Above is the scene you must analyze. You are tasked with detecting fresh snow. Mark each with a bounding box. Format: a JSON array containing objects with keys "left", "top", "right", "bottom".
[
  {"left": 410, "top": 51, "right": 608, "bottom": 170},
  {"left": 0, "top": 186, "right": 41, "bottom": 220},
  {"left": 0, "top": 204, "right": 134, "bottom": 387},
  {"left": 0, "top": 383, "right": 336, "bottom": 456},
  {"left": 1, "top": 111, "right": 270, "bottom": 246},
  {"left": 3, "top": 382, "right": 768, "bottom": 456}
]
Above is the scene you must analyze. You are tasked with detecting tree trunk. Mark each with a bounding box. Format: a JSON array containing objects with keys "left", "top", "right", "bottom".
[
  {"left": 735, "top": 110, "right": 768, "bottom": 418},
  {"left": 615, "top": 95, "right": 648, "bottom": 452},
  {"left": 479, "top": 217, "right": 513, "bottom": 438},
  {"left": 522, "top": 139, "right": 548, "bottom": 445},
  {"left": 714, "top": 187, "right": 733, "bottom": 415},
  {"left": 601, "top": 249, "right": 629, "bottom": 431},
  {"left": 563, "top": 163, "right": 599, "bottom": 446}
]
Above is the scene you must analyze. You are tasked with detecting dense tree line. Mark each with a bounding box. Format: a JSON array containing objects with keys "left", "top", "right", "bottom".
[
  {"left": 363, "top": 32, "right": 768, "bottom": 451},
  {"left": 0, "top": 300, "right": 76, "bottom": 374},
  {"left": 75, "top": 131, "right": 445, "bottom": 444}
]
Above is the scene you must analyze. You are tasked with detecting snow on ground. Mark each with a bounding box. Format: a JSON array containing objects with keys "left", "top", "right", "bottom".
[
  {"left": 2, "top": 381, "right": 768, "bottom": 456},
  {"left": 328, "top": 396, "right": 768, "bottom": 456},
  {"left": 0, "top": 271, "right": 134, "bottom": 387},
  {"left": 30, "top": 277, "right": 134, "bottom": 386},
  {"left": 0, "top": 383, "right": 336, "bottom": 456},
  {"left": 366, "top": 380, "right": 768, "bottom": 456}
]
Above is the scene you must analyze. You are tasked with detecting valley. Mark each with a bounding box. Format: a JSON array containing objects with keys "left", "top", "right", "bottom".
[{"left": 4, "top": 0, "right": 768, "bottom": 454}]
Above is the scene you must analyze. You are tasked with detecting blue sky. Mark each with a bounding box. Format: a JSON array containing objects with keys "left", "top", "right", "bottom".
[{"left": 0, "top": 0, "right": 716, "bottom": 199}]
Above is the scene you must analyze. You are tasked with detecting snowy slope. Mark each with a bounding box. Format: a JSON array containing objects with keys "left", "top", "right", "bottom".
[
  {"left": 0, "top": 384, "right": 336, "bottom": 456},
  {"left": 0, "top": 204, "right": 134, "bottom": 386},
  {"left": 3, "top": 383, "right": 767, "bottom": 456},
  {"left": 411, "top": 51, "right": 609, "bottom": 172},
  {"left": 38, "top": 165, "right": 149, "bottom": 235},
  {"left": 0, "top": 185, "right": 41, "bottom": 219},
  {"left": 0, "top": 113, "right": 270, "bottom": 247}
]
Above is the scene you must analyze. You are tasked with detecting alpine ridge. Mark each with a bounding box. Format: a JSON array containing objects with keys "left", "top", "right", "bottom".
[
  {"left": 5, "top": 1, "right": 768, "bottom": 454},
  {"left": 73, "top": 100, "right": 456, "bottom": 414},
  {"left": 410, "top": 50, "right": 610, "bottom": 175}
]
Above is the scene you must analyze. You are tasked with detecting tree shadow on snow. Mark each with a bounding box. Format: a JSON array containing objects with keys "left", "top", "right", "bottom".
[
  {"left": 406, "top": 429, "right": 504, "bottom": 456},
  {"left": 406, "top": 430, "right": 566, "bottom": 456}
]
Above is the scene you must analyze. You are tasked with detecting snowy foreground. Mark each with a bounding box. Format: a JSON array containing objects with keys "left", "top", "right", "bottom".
# # # #
# WORK TO BE COMPLETED
Write every entry out again. Keep each one exact.

# TASK RESPONSE
Above is the scene you must analyze. You are tasked with detecting fresh snow. Mark each with a bounding box. Format: a JSON array containing objects with keys "left", "top", "right", "bottom".
[
  {"left": 410, "top": 51, "right": 608, "bottom": 170},
  {"left": 0, "top": 186, "right": 41, "bottom": 220},
  {"left": 0, "top": 204, "right": 134, "bottom": 387},
  {"left": 0, "top": 383, "right": 336, "bottom": 456},
  {"left": 1, "top": 111, "right": 270, "bottom": 246},
  {"left": 3, "top": 382, "right": 768, "bottom": 456}
]
Above is the scene you must analyze. You are tasked with detecting tree trunk. Mark each with a bounding box. Format: a JSON array containing objects with keys "left", "top", "right", "bottom".
[
  {"left": 735, "top": 110, "right": 768, "bottom": 418},
  {"left": 615, "top": 95, "right": 648, "bottom": 452},
  {"left": 479, "top": 217, "right": 513, "bottom": 438},
  {"left": 522, "top": 139, "right": 548, "bottom": 445},
  {"left": 714, "top": 187, "right": 733, "bottom": 415},
  {"left": 601, "top": 249, "right": 629, "bottom": 431},
  {"left": 563, "top": 163, "right": 599, "bottom": 446}
]
Above is the scene you must analyze. You are tasked with detecting dense tree line. Mark each with a bounding box. Format: a JSON array containing objects with keys "left", "top", "right", "bottom".
[
  {"left": 363, "top": 32, "right": 768, "bottom": 451},
  {"left": 0, "top": 300, "right": 76, "bottom": 374},
  {"left": 75, "top": 131, "right": 445, "bottom": 444}
]
Above is the scene you must analyze. You are tasked with detecting snow on ground. Mark each with a bounding box. Format: a JSON array containing objects with keys "left", "top", "right", "bottom".
[
  {"left": 2, "top": 381, "right": 768, "bottom": 456},
  {"left": 328, "top": 396, "right": 768, "bottom": 456},
  {"left": 0, "top": 271, "right": 134, "bottom": 387},
  {"left": 30, "top": 277, "right": 134, "bottom": 386},
  {"left": 0, "top": 383, "right": 336, "bottom": 456},
  {"left": 366, "top": 380, "right": 768, "bottom": 456}
]
Above is the scene you must analyze. You are tasked with detecting valley. Mark each with a bounding box. Format: a JSON array containing objects with keys "left", "top", "right", "bottom".
[{"left": 4, "top": 0, "right": 768, "bottom": 454}]
Above is the scene you must analyze. You are tasked with detecting blue sky. Mark each with a bounding box. Format: a JSON array containing objects with keys "left", "top", "right", "bottom".
[{"left": 0, "top": 0, "right": 716, "bottom": 199}]
Above is the scene you must analyze. You are tasked with detecting snowy slope. Mark each with a bounding box. Format: a JSON array containing objects with keys "left", "top", "right", "bottom".
[
  {"left": 0, "top": 384, "right": 336, "bottom": 456},
  {"left": 0, "top": 204, "right": 134, "bottom": 386},
  {"left": 3, "top": 383, "right": 767, "bottom": 456},
  {"left": 411, "top": 51, "right": 609, "bottom": 172},
  {"left": 38, "top": 165, "right": 149, "bottom": 235},
  {"left": 0, "top": 185, "right": 41, "bottom": 219},
  {"left": 0, "top": 113, "right": 270, "bottom": 247}
]
Above is the scene you must analyze. You are tasked with detecting alpine ridge. Mark each with a bounding box. Format: a JSON array containing objects with keys "left", "top", "right", "bottom".
[
  {"left": 5, "top": 1, "right": 768, "bottom": 454},
  {"left": 73, "top": 100, "right": 456, "bottom": 414},
  {"left": 410, "top": 50, "right": 610, "bottom": 175}
]
Above is the scene you must analyze. You are tasked with detecting tree shadow on snow. Mark each with a bounding box. Format: a JSON array containing objects with keys "left", "top", "right", "bottom".
[
  {"left": 406, "top": 429, "right": 504, "bottom": 456},
  {"left": 406, "top": 430, "right": 566, "bottom": 456}
]
Above is the scene you must analyze. You are tasked with detecting snowy foreground. Mark each with a bounding box. Format: a JSON array containing objects with keys "left", "top", "right", "bottom".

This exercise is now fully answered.